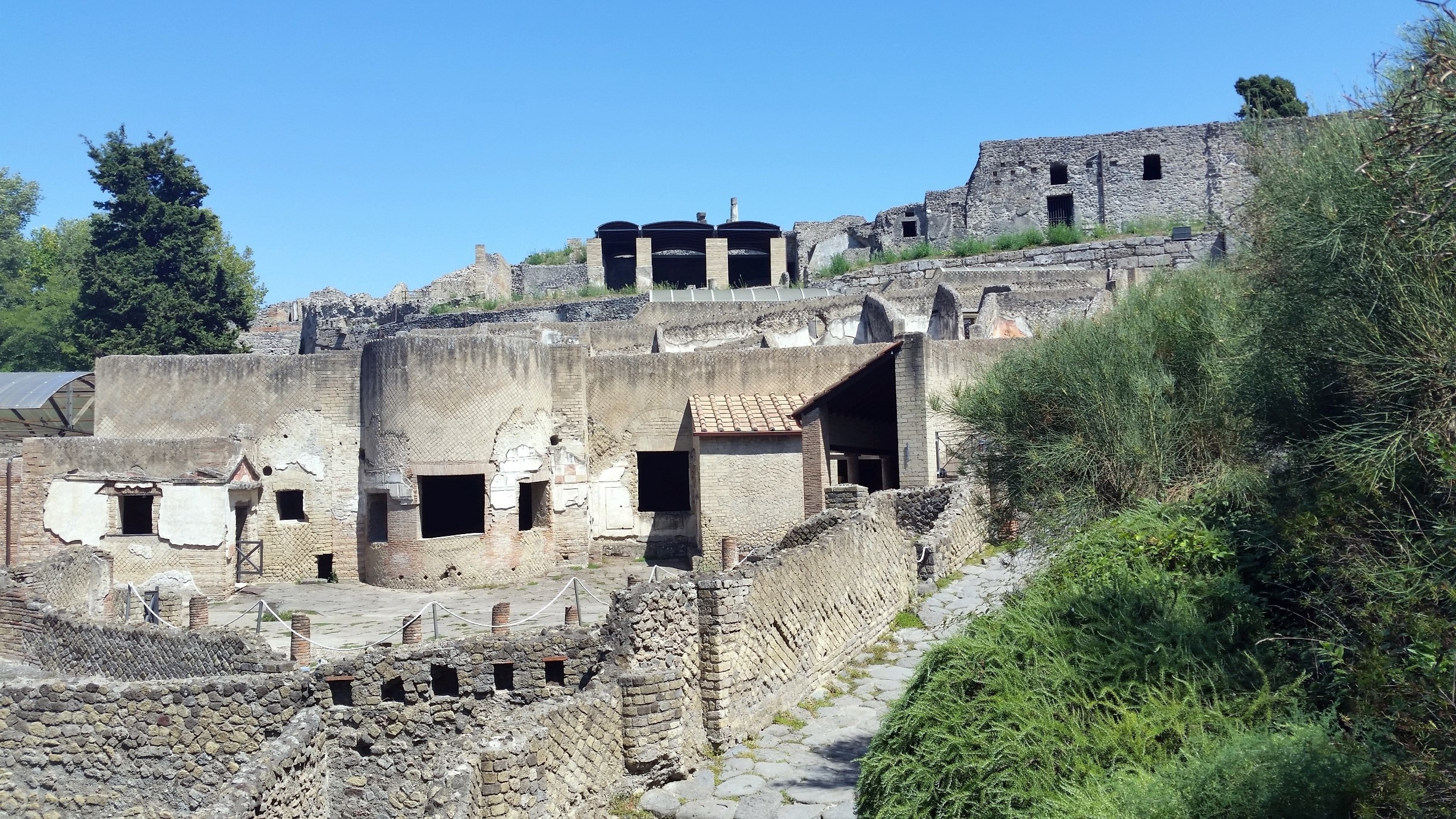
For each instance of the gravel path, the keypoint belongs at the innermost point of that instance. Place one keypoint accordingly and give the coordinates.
(805, 764)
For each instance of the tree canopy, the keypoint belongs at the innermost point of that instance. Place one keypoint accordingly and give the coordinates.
(161, 277)
(1269, 96)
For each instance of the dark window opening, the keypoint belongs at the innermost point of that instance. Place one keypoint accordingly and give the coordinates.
(452, 504)
(392, 691)
(378, 519)
(504, 677)
(136, 515)
(444, 681)
(290, 504)
(1059, 211)
(341, 691)
(663, 481)
(1152, 167)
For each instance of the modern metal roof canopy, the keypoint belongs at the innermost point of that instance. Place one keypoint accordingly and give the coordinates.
(47, 404)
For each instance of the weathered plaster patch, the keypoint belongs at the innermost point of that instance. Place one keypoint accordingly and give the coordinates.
(75, 512)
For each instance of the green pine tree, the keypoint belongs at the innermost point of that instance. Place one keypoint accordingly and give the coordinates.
(161, 276)
(1269, 96)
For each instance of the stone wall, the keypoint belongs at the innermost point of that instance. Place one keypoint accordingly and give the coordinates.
(99, 749)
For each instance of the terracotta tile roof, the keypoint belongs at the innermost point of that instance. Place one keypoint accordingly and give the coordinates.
(746, 415)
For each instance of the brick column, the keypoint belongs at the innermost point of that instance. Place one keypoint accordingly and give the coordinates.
(644, 261)
(778, 261)
(596, 267)
(915, 451)
(816, 462)
(300, 649)
(717, 264)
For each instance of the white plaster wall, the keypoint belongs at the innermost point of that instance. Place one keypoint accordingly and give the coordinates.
(76, 513)
(196, 516)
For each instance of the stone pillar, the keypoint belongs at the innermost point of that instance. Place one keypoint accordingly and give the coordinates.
(596, 266)
(717, 264)
(300, 649)
(778, 261)
(644, 260)
(915, 448)
(414, 629)
(816, 462)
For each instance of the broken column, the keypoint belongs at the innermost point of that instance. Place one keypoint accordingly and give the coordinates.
(644, 260)
(299, 646)
(596, 266)
(717, 263)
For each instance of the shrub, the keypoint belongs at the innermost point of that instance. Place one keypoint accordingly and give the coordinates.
(1065, 235)
(970, 247)
(1028, 238)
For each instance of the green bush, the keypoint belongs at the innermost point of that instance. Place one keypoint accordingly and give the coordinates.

◇ ◇ ◇

- What you have to do: Exact copies of the lines from the one holding "For each instance of the shrub, the" to the end of the entries are all that should be written.

- Solution to this problem:
For each instance of the shrub, the keypoint belongs at the innermost point of that instance. Place one keypoint accordingly and give the coordinates.
(1065, 235)
(970, 247)
(1028, 238)
For each instance of the green bush, the keypoint belongs at the innermost point of that instance. Place one keypoint accordingly and give the coordinates.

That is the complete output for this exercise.